Could you copy exactly the lines from the one containing "Agent workflow — the next required interaction targets the cow." through the last line of the records below, leaving out any pictures?

[Entries shown Boundary: Start]

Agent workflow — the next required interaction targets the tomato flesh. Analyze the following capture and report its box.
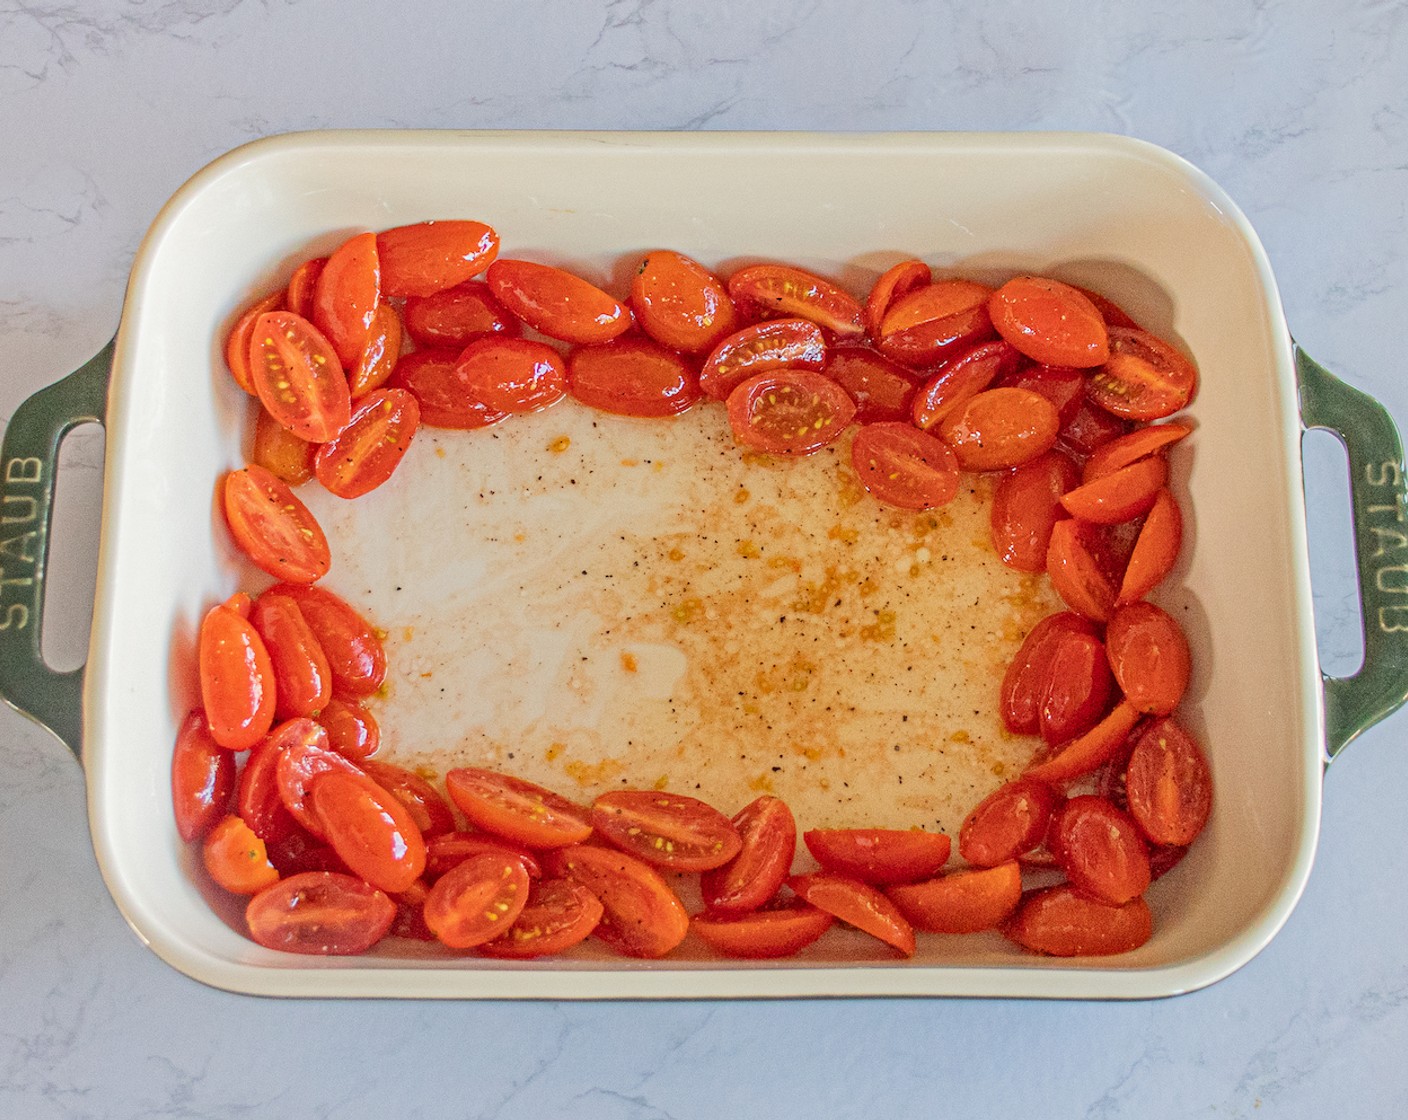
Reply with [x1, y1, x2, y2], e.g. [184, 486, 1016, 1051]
[851, 422, 960, 510]
[725, 370, 856, 456]
[864, 259, 930, 338]
[425, 831, 543, 882]
[360, 759, 457, 839]
[246, 871, 395, 955]
[248, 311, 351, 443]
[544, 844, 690, 958]
[699, 795, 797, 914]
[1105, 602, 1191, 716]
[1002, 884, 1153, 957]
[223, 465, 331, 584]
[911, 340, 1024, 431]
[1048, 795, 1151, 905]
[787, 872, 915, 956]
[313, 388, 420, 499]
[823, 345, 919, 424]
[886, 861, 1023, 934]
[591, 790, 742, 872]
[1125, 718, 1212, 847]
[1000, 612, 1099, 736]
[271, 717, 362, 835]
[1118, 488, 1183, 605]
[728, 263, 864, 337]
[1060, 456, 1168, 524]
[225, 291, 284, 395]
[631, 250, 740, 354]
[990, 449, 1080, 572]
[348, 303, 404, 397]
[422, 851, 531, 948]
[203, 815, 280, 894]
[698, 318, 826, 401]
[444, 767, 593, 848]
[478, 877, 604, 959]
[939, 387, 1060, 471]
[252, 407, 316, 485]
[958, 779, 1060, 867]
[877, 279, 995, 368]
[1088, 327, 1198, 420]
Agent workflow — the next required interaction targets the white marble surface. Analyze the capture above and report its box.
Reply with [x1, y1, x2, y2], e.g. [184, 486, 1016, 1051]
[2, 1, 1407, 1116]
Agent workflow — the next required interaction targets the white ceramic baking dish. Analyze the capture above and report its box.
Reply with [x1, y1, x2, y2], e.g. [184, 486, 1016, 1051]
[3, 131, 1405, 999]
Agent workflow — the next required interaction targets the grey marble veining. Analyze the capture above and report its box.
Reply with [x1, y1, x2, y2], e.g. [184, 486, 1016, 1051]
[3, 1, 1407, 1117]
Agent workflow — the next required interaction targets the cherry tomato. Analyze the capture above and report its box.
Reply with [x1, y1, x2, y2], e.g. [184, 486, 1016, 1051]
[1117, 488, 1183, 605]
[222, 465, 331, 584]
[425, 831, 542, 882]
[248, 311, 352, 443]
[1088, 327, 1198, 421]
[886, 861, 1023, 934]
[485, 259, 631, 345]
[264, 827, 346, 878]
[268, 584, 386, 697]
[698, 319, 827, 401]
[317, 696, 379, 761]
[1105, 602, 1191, 716]
[725, 370, 856, 456]
[198, 598, 276, 751]
[1083, 421, 1192, 483]
[237, 740, 299, 845]
[389, 348, 508, 430]
[989, 276, 1109, 367]
[314, 388, 420, 499]
[543, 843, 690, 958]
[850, 422, 960, 510]
[567, 337, 701, 418]
[202, 814, 280, 894]
[1125, 718, 1212, 846]
[444, 767, 593, 848]
[911, 341, 1025, 431]
[1049, 795, 1150, 905]
[1061, 456, 1167, 524]
[1046, 517, 1117, 622]
[376, 220, 499, 299]
[284, 257, 326, 321]
[171, 710, 236, 842]
[787, 872, 915, 956]
[803, 828, 951, 885]
[876, 279, 996, 369]
[692, 903, 835, 959]
[1000, 612, 1099, 735]
[590, 790, 742, 872]
[225, 291, 284, 395]
[271, 717, 362, 835]
[347, 303, 404, 397]
[360, 759, 457, 839]
[310, 769, 427, 893]
[248, 592, 331, 720]
[864, 259, 930, 339]
[252, 407, 316, 485]
[403, 279, 520, 350]
[1001, 884, 1153, 957]
[1073, 286, 1140, 330]
[939, 387, 1059, 471]
[998, 363, 1086, 426]
[727, 263, 864, 337]
[478, 877, 605, 959]
[453, 337, 567, 415]
[245, 871, 395, 955]
[1058, 399, 1130, 461]
[958, 779, 1060, 867]
[388, 877, 436, 941]
[823, 345, 919, 424]
[630, 250, 740, 354]
[699, 794, 797, 914]
[1036, 626, 1114, 745]
[311, 231, 380, 368]
[1023, 700, 1139, 784]
[990, 449, 1080, 571]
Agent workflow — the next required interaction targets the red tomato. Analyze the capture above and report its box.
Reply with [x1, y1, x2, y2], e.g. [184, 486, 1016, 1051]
[1036, 626, 1114, 745]
[803, 828, 951, 885]
[990, 450, 1080, 571]
[388, 878, 436, 941]
[1046, 518, 1117, 622]
[787, 872, 915, 956]
[939, 387, 1059, 471]
[876, 279, 996, 368]
[543, 844, 690, 958]
[1060, 456, 1167, 524]
[699, 794, 797, 914]
[1125, 718, 1212, 847]
[1105, 602, 1191, 716]
[851, 422, 960, 510]
[198, 599, 276, 751]
[313, 388, 420, 499]
[222, 465, 331, 584]
[997, 363, 1085, 426]
[249, 592, 331, 720]
[1001, 884, 1153, 957]
[1023, 700, 1139, 784]
[454, 337, 567, 415]
[698, 319, 827, 401]
[264, 827, 347, 878]
[692, 903, 834, 959]
[886, 861, 1023, 934]
[225, 291, 284, 395]
[567, 337, 701, 418]
[1058, 399, 1130, 461]
[444, 767, 592, 848]
[360, 759, 457, 839]
[725, 370, 856, 456]
[271, 717, 362, 835]
[237, 740, 298, 845]
[248, 311, 351, 443]
[310, 769, 427, 893]
[958, 779, 1060, 867]
[1088, 327, 1198, 420]
[425, 831, 542, 882]
[1117, 488, 1183, 605]
[202, 814, 280, 894]
[389, 348, 508, 430]
[478, 877, 605, 959]
[268, 584, 386, 697]
[171, 710, 236, 842]
[864, 259, 931, 338]
[486, 259, 631, 345]
[252, 407, 316, 486]
[823, 345, 919, 424]
[317, 696, 380, 761]
[376, 220, 499, 299]
[312, 231, 380, 368]
[727, 263, 864, 337]
[590, 790, 743, 872]
[630, 250, 740, 354]
[285, 258, 326, 321]
[245, 871, 395, 955]
[988, 276, 1109, 367]
[403, 280, 520, 350]
[911, 340, 1025, 431]
[1083, 421, 1192, 483]
[1000, 612, 1099, 735]
[1049, 795, 1151, 905]
[1073, 286, 1140, 330]
[347, 304, 404, 397]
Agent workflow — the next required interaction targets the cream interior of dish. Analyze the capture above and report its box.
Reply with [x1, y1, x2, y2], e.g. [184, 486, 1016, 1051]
[299, 402, 1061, 837]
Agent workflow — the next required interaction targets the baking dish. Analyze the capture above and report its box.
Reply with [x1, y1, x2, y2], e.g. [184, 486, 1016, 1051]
[2, 130, 1405, 999]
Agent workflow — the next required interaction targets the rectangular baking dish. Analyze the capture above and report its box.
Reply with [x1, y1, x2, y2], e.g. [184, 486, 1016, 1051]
[3, 131, 1406, 999]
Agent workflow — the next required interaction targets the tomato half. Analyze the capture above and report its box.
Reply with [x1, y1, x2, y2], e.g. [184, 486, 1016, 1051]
[957, 778, 1060, 867]
[249, 591, 331, 720]
[285, 258, 326, 321]
[1058, 399, 1130, 461]
[1046, 518, 1117, 622]
[347, 304, 404, 397]
[727, 263, 864, 337]
[567, 337, 701, 418]
[360, 759, 457, 839]
[312, 231, 380, 368]
[252, 407, 316, 485]
[699, 794, 797, 914]
[1048, 795, 1150, 905]
[310, 769, 427, 894]
[403, 279, 520, 350]
[171, 710, 236, 842]
[313, 388, 420, 499]
[886, 861, 1023, 934]
[248, 311, 352, 443]
[787, 872, 915, 956]
[485, 259, 631, 345]
[850, 422, 960, 510]
[1002, 885, 1153, 957]
[376, 220, 499, 299]
[630, 250, 740, 354]
[1000, 611, 1099, 735]
[938, 387, 1059, 471]
[876, 279, 996, 368]
[425, 832, 542, 882]
[225, 291, 284, 395]
[223, 465, 331, 584]
[245, 871, 395, 955]
[803, 828, 951, 885]
[202, 814, 280, 894]
[1117, 488, 1183, 605]
[698, 319, 827, 401]
[1125, 718, 1212, 847]
[1104, 602, 1191, 716]
[1060, 456, 1167, 524]
[1083, 421, 1192, 483]
[269, 717, 361, 836]
[911, 340, 1025, 431]
[267, 584, 386, 697]
[990, 449, 1080, 572]
[823, 346, 919, 424]
[1036, 625, 1114, 745]
[317, 696, 380, 761]
[1088, 327, 1198, 421]
[478, 877, 604, 958]
[198, 599, 276, 751]
[454, 337, 567, 415]
[591, 790, 742, 871]
[864, 259, 930, 338]
[726, 370, 856, 456]
[997, 363, 1086, 427]
[692, 903, 834, 959]
[389, 348, 508, 430]
[543, 844, 690, 958]
[444, 767, 593, 848]
[988, 276, 1109, 368]
[237, 741, 298, 845]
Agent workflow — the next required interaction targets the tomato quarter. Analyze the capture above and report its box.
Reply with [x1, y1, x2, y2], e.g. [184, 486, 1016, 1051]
[886, 862, 1023, 934]
[787, 871, 915, 956]
[692, 904, 835, 959]
[803, 828, 951, 885]
[1002, 884, 1153, 957]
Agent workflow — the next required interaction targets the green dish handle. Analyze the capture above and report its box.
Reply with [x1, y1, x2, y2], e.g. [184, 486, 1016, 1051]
[0, 340, 112, 761]
[1297, 346, 1408, 761]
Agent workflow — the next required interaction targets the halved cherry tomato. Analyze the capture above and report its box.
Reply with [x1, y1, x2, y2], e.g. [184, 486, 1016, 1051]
[911, 340, 1025, 431]
[248, 311, 351, 442]
[567, 337, 701, 418]
[478, 877, 604, 958]
[203, 814, 280, 894]
[453, 337, 567, 415]
[272, 719, 362, 834]
[699, 794, 797, 914]
[692, 903, 835, 959]
[850, 422, 960, 510]
[803, 828, 951, 885]
[485, 259, 631, 345]
[309, 769, 427, 893]
[360, 759, 457, 839]
[312, 231, 380, 368]
[267, 584, 386, 697]
[728, 263, 864, 337]
[591, 790, 742, 872]
[988, 276, 1109, 367]
[444, 767, 593, 848]
[990, 449, 1080, 571]
[1000, 612, 1099, 735]
[249, 592, 331, 720]
[199, 598, 276, 751]
[425, 831, 542, 882]
[958, 778, 1060, 867]
[237, 740, 298, 845]
[347, 304, 404, 397]
[1088, 327, 1198, 420]
[1117, 488, 1183, 605]
[1023, 700, 1139, 784]
[389, 348, 508, 430]
[1058, 399, 1130, 460]
[252, 407, 316, 485]
[1046, 517, 1117, 622]
[543, 844, 690, 958]
[171, 710, 236, 842]
[630, 250, 740, 354]
[223, 464, 331, 584]
[246, 871, 395, 955]
[1001, 884, 1152, 956]
[698, 319, 827, 401]
[264, 827, 346, 877]
[314, 388, 420, 499]
[823, 345, 918, 424]
[876, 279, 995, 369]
[317, 696, 379, 761]
[403, 280, 520, 350]
[726, 370, 856, 456]
[1125, 718, 1212, 847]
[1036, 626, 1114, 745]
[997, 364, 1085, 427]
[1049, 795, 1150, 905]
[284, 258, 326, 321]
[939, 387, 1060, 471]
[1105, 602, 1191, 716]
[1060, 456, 1167, 524]
[787, 872, 915, 956]
[864, 259, 930, 338]
[886, 861, 1023, 933]
[225, 291, 284, 395]
[376, 220, 499, 299]
[1083, 421, 1192, 483]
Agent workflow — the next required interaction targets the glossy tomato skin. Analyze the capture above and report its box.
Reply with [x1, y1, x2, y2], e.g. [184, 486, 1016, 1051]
[248, 311, 352, 443]
[222, 465, 331, 584]
[1118, 488, 1183, 605]
[803, 828, 952, 885]
[252, 407, 316, 485]
[1058, 399, 1130, 462]
[851, 422, 960, 510]
[1037, 626, 1114, 745]
[1000, 611, 1099, 735]
[376, 220, 499, 299]
[698, 318, 826, 401]
[1083, 422, 1192, 483]
[1049, 795, 1151, 905]
[1023, 700, 1140, 785]
[267, 584, 386, 697]
[271, 717, 361, 836]
[699, 795, 797, 914]
[198, 599, 276, 751]
[202, 815, 280, 894]
[454, 337, 567, 415]
[988, 276, 1109, 368]
[886, 861, 1023, 934]
[692, 903, 834, 959]
[225, 291, 284, 395]
[911, 340, 1025, 431]
[787, 872, 915, 956]
[1046, 518, 1117, 622]
[285, 258, 326, 321]
[990, 449, 1080, 572]
[311, 769, 427, 894]
[237, 740, 299, 845]
[1104, 602, 1191, 716]
[567, 337, 701, 417]
[360, 759, 457, 839]
[727, 263, 864, 337]
[403, 279, 519, 350]
[631, 250, 740, 354]
[958, 778, 1060, 867]
[726, 369, 856, 456]
[313, 388, 420, 499]
[864, 259, 930, 338]
[425, 832, 542, 882]
[348, 303, 404, 397]
[1124, 718, 1212, 847]
[246, 871, 396, 955]
[171, 710, 236, 842]
[939, 387, 1060, 471]
[997, 363, 1086, 427]
[486, 259, 631, 345]
[478, 877, 604, 959]
[1002, 884, 1153, 957]
[543, 844, 690, 959]
[389, 348, 508, 430]
[312, 231, 380, 368]
[876, 279, 996, 369]
[317, 696, 380, 761]
[444, 767, 592, 848]
[1061, 457, 1168, 525]
[591, 790, 743, 872]
[248, 592, 331, 720]
[823, 345, 919, 424]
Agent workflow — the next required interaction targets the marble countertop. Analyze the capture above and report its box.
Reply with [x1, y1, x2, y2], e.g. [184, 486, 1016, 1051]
[3, 2, 1406, 1116]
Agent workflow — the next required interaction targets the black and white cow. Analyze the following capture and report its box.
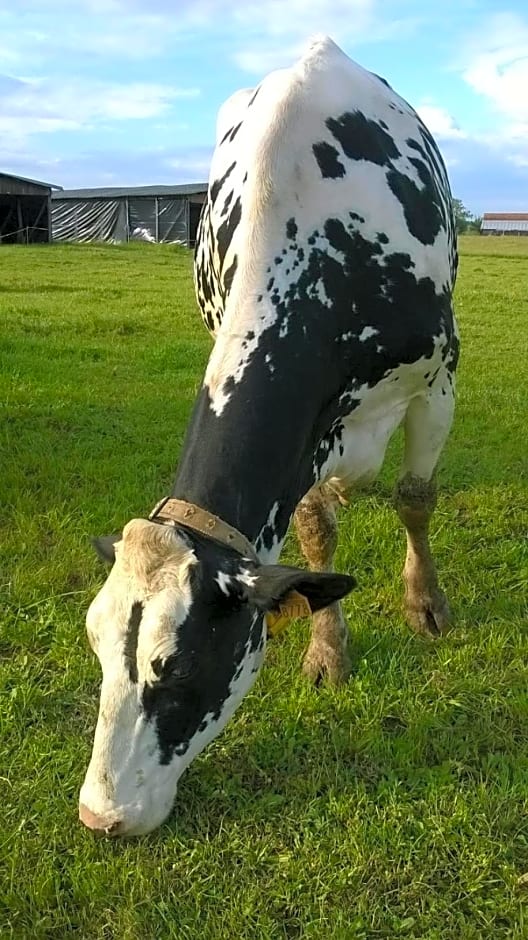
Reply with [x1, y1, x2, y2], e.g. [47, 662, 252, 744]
[80, 36, 459, 836]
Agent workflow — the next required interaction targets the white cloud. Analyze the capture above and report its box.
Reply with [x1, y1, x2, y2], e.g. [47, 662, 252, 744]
[0, 75, 199, 144]
[437, 117, 528, 181]
[0, 0, 262, 67]
[232, 43, 305, 75]
[230, 0, 421, 74]
[0, 4, 186, 65]
[0, 0, 423, 75]
[231, 0, 373, 37]
[439, 12, 528, 178]
[417, 104, 466, 140]
[462, 13, 528, 123]
[444, 133, 528, 213]
[164, 153, 213, 175]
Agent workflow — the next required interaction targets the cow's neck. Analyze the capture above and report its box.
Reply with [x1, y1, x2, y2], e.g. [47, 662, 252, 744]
[172, 338, 327, 561]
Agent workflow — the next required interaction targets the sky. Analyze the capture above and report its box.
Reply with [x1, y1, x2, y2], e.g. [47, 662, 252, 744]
[1, 0, 528, 214]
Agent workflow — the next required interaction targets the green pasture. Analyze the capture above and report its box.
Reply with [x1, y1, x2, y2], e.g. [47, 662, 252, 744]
[0, 236, 527, 938]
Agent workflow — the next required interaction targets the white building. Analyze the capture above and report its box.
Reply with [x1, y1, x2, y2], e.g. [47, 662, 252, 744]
[481, 213, 528, 235]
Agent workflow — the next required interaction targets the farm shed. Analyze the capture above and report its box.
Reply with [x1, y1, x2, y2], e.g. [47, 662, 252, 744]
[51, 183, 208, 247]
[0, 172, 61, 244]
[481, 213, 528, 235]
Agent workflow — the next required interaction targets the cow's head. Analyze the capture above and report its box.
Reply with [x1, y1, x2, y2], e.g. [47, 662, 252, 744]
[80, 517, 355, 836]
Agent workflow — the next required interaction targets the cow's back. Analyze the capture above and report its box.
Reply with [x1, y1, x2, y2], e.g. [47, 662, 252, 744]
[194, 35, 457, 340]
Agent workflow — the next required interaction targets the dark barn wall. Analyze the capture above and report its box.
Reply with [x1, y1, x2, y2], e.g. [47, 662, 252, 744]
[0, 195, 50, 243]
[0, 175, 52, 243]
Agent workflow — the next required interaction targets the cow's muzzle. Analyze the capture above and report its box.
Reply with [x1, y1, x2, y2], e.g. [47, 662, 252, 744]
[79, 802, 123, 837]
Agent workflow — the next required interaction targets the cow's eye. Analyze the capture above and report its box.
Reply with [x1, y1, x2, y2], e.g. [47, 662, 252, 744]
[151, 653, 198, 682]
[170, 659, 198, 681]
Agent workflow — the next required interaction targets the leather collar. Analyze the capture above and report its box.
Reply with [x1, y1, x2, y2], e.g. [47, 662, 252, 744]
[149, 497, 258, 561]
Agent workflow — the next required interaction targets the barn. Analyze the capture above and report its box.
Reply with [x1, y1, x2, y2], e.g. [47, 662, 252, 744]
[0, 172, 61, 244]
[481, 213, 528, 236]
[51, 183, 208, 247]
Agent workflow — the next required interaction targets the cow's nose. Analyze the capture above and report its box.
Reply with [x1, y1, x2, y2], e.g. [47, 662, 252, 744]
[79, 802, 122, 836]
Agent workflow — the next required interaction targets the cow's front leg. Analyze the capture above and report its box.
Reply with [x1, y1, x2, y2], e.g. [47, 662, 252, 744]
[294, 485, 351, 685]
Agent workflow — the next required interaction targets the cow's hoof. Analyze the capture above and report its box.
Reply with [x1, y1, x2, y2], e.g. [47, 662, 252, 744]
[302, 641, 352, 686]
[404, 588, 451, 638]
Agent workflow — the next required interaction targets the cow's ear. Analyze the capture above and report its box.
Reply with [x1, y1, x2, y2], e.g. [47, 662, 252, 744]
[244, 564, 356, 614]
[91, 534, 121, 565]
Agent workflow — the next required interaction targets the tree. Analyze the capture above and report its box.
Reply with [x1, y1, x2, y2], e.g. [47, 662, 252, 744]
[452, 198, 473, 234]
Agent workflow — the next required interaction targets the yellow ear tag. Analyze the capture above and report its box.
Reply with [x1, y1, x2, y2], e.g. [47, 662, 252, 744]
[265, 590, 312, 638]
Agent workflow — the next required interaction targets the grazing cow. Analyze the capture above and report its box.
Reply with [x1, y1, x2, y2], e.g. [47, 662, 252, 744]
[80, 35, 459, 837]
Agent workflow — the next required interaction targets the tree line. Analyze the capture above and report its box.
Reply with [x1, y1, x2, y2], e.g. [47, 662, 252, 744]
[453, 198, 482, 234]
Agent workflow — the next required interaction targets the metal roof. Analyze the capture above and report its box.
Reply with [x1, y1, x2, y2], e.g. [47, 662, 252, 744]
[52, 183, 208, 201]
[481, 218, 528, 232]
[482, 212, 528, 220]
[0, 171, 62, 191]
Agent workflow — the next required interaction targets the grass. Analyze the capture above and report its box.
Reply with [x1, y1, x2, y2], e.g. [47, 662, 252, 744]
[1, 235, 527, 939]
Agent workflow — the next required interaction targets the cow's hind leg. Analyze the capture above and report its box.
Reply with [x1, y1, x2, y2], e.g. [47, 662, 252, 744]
[294, 485, 351, 685]
[394, 382, 455, 637]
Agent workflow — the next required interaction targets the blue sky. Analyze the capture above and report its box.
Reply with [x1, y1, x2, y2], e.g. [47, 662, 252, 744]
[1, 0, 527, 214]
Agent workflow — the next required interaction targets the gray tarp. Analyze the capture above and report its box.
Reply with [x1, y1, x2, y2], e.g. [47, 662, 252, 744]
[51, 196, 188, 244]
[158, 198, 188, 242]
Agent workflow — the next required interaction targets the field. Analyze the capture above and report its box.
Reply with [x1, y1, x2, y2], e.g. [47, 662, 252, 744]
[1, 235, 527, 939]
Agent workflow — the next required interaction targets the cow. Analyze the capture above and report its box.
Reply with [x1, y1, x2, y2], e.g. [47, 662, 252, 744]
[80, 35, 459, 837]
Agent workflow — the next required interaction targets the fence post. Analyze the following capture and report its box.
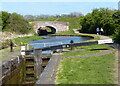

[Entries shown Boundary: End]

Answer below:
Agent workflow — the next required interaction targets the cow. Analyze the capture above and report its box.
Reply with [x1, y1, x2, y2], e.g. [47, 662, 252, 744]
[80, 35, 459, 837]
Agent workflow — the next required interaction targets the fence post. Analyze the following capture and report its box.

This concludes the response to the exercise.